TASK PROMPT:
Condense the paragraph in the article on the Huntsville sculpture tour that begins "Last week, the city's subdivision committee" into a short bulleted list that keeps its main facts.

** start of TEXT PROVIDED **

Want more public art? "SPACES" tour bringing 24 outdoor sculptures to Huntsville

Huntsville Times file photoHuntsville's Courthouse Square is the epicenter of a new sculpture tour aimed at improving the city's public art scene.

HUNTSVILLE, AL -- The most ambitious public art project in Huntsville's history will soon be unveiled downtown.

Borrowing a page from Chattanooga, local arts supporters plan to import as many as 24 outdoor sculptures that will be displayed across the city starting in December.

Created by artists from as far away as upstate New York, the pieces - some realistic, others abstract - will be sprinkled around the Courthouse Square and outside the Huntsville Museum of Art and Von Braun Center.

Others will grace the campuses of Alabama A&M University and the University of Alabama in Huntsville, as well as Lowe Mill Arts & Entertainment on Seminole Drive.

The nonprofit Arts Council Inc. is organizing a sculpture tour called "SPACES" to teach people about the sculptures and the artists who created them.

"Public art engages a community so greatly," Arts Council Executive Director Allison Dillon-Jauken said last week. "The benefit of a sculpture tour is that it gives the community an opportunity to live with the pieces for two years, then we're able to bring in new pieces."

Private supporters have donated about $50,000 to exhibit the sculptures through September 2012. Each artist is being paid a $1,000 honorarium for loaning their work, Dillon-Jauken said.

Other than the statue of the Confederate soldier outside the courthouse, downtown Huntsville has been conspicuously devoid of public art.

A "Creative Huntsville" cultural plan written in 2003 identified a need for more public art. But things didn't really get rolling until Big Spring Partners took more than 100 local leaders on a trip to Chattanooga with its artsy downtown.

The sculpture tour has been in the works for about nine months, Dillon-Jauken said.

Last week, the city's subdivision committee gave the thumbs-up to placing four sculptures around the courthouse. The Planning Commission will hold a public hearing on the idea at 5 p.m. Tuesday in City Hall, 308 Fountain Circle.

A piece titled "And This Is Hope," by artist Charles Brouwer of Willis, Va., is earmarked for the courthouse's south side in front of Papou's Greek Cuisine.

** end of TEXT PROVIDED **
** start of INFORMATION SUPPLIED **

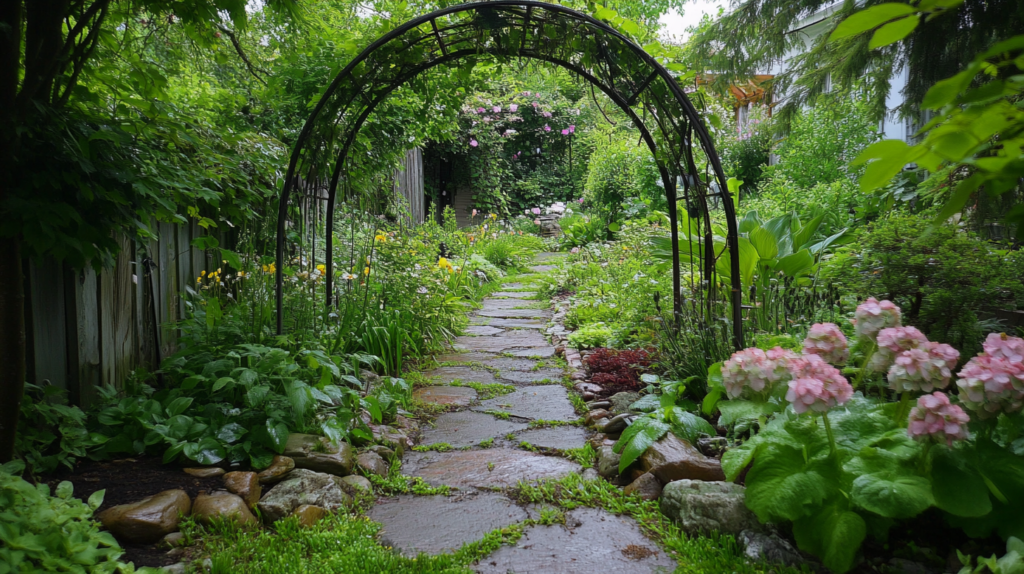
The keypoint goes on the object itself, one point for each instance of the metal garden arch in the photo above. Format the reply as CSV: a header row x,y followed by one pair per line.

** end of INFORMATION SUPPLIED **

WRITTEN SOLUTION:
- Last week, the city's subdivision committee approved placing four sculptures around the courthouse.
- The Planning Commission will hold a public hearing on the idea at 5 p.m. Tuesday.
- The hearing will take place in City Hall, 308 Fountain Circle.